+++ Data to process +++

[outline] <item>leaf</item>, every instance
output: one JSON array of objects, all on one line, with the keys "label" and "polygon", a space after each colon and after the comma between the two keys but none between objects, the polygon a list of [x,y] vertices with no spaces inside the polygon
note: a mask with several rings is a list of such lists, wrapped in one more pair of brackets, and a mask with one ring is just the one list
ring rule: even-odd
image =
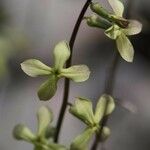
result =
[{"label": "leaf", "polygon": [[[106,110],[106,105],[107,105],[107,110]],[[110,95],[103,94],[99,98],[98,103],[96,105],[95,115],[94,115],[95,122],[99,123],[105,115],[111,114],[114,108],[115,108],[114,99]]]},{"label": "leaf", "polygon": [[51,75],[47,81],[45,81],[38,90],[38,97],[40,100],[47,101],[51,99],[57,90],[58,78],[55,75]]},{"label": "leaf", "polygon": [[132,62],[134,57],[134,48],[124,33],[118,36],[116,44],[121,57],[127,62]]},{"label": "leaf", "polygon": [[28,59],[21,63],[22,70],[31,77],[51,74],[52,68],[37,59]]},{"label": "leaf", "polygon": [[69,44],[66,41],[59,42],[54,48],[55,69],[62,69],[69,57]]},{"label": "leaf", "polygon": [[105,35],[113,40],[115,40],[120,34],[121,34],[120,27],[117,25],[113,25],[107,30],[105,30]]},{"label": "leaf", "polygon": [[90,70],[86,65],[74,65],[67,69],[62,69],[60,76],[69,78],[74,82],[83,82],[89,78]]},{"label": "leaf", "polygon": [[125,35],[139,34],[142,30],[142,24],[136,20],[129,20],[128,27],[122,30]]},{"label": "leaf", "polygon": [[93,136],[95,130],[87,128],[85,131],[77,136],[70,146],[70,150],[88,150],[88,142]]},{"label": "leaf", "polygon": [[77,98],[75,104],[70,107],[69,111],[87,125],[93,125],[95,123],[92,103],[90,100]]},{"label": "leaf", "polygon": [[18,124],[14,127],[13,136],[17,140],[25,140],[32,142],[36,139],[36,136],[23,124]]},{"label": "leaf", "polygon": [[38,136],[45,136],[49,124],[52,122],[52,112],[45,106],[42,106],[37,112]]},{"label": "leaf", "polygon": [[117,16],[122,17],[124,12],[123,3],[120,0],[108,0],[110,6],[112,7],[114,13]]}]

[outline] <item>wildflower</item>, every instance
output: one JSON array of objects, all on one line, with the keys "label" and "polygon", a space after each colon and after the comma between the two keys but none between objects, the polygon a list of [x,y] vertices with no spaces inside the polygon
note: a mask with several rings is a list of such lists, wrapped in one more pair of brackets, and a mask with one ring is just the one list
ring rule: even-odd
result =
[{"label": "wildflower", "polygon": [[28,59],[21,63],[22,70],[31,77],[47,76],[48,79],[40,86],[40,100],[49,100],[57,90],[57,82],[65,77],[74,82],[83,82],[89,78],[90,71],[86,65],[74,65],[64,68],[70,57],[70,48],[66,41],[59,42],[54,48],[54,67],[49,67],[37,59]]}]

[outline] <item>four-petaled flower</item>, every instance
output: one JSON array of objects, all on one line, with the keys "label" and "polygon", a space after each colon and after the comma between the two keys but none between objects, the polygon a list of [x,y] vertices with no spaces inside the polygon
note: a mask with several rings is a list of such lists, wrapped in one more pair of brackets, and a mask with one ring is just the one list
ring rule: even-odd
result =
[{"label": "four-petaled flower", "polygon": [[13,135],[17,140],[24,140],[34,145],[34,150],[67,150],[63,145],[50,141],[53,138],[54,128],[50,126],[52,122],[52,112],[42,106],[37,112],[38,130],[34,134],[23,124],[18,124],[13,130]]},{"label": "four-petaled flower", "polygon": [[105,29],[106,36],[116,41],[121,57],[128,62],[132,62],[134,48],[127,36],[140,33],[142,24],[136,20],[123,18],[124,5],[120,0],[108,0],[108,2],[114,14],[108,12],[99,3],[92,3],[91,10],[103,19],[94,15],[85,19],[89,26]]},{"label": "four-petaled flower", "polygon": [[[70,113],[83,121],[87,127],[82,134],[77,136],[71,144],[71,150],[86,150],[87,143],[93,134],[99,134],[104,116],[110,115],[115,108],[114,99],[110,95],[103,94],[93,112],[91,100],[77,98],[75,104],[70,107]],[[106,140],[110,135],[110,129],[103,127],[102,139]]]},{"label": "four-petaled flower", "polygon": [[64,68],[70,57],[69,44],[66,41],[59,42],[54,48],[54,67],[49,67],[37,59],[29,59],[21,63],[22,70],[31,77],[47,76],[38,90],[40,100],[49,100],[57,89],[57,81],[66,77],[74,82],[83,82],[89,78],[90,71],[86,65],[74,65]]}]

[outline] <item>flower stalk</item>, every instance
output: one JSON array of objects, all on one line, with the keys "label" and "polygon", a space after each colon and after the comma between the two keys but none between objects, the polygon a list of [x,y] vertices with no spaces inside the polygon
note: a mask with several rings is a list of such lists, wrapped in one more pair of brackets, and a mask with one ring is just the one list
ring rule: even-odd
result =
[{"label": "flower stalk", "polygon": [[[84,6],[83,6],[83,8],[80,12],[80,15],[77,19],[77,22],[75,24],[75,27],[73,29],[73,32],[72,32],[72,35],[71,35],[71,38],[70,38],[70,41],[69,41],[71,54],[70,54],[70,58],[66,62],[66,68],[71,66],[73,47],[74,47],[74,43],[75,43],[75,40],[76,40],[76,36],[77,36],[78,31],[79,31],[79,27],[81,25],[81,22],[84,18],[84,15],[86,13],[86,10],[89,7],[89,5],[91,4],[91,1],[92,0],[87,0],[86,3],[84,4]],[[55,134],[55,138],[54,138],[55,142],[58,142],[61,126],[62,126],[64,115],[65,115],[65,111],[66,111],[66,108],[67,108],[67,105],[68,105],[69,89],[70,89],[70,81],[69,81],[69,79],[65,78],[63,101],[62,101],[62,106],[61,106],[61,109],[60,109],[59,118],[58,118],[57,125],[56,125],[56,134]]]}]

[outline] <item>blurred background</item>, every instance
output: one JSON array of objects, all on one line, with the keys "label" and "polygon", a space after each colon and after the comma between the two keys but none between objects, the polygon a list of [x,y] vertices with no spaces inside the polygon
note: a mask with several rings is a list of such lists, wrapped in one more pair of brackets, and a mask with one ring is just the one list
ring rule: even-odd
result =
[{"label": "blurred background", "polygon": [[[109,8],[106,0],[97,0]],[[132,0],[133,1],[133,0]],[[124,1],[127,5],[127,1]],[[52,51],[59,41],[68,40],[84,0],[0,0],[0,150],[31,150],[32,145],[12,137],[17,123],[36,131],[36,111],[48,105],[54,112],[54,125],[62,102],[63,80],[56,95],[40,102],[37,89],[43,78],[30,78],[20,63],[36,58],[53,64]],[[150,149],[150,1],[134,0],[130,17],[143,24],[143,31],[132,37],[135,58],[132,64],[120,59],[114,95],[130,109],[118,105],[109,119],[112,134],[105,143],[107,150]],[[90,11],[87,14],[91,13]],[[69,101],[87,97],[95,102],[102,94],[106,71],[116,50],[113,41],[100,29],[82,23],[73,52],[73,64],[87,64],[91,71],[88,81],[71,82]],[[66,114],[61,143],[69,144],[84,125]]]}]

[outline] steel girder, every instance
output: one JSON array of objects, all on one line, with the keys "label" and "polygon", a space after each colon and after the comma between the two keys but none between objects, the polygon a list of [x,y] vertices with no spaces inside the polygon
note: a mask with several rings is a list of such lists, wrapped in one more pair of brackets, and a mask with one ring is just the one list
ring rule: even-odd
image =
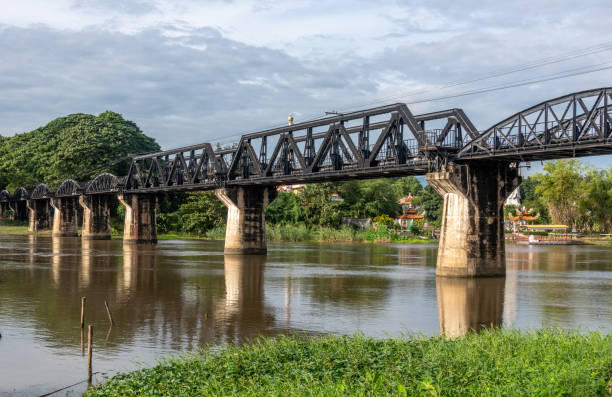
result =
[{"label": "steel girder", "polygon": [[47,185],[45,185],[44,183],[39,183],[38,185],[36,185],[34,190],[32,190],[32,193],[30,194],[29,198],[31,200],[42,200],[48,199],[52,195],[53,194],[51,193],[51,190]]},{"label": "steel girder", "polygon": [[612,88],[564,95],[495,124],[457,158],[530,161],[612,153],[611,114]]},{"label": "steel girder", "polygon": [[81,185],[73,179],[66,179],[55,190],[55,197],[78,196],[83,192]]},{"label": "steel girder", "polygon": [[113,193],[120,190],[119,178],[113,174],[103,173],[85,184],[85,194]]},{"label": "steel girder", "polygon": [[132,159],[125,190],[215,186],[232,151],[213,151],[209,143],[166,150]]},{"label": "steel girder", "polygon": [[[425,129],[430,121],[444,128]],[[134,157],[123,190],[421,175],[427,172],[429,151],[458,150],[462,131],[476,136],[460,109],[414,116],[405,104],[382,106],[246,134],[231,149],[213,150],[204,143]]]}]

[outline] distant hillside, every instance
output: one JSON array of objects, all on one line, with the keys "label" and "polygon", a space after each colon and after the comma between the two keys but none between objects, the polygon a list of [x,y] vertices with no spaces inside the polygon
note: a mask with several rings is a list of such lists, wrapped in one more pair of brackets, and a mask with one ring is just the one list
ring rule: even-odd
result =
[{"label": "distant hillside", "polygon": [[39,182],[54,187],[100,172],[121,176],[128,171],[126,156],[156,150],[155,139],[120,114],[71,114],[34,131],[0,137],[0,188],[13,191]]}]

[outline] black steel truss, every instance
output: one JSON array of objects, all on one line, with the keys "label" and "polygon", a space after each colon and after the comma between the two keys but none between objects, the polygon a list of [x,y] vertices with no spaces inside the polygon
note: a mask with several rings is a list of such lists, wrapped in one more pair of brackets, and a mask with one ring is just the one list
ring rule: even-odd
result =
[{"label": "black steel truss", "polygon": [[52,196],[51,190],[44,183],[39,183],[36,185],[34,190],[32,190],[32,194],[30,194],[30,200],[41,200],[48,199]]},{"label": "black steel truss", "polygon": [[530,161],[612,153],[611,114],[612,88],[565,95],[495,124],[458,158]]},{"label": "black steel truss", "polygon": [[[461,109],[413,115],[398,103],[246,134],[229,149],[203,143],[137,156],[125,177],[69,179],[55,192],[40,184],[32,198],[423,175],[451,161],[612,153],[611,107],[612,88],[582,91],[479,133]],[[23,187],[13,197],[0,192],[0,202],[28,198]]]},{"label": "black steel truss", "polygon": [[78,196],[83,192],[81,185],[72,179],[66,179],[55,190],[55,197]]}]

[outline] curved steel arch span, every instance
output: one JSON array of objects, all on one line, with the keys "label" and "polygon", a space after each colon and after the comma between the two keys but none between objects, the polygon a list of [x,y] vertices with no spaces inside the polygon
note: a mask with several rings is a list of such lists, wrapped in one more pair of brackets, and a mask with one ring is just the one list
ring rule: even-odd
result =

+++

— What you will do —
Locate the word "item" in the records and collect each line it appears in.

— Task result —
[outline] <item>leaf</item>, every instance
[outline] <item>wildflower</item>, every instance
[outline] <item>four-petaled flower</item>, every instance
[outline] <item>flower stalk</item>, every instance
[outline] <item>blurred background</item>, every instance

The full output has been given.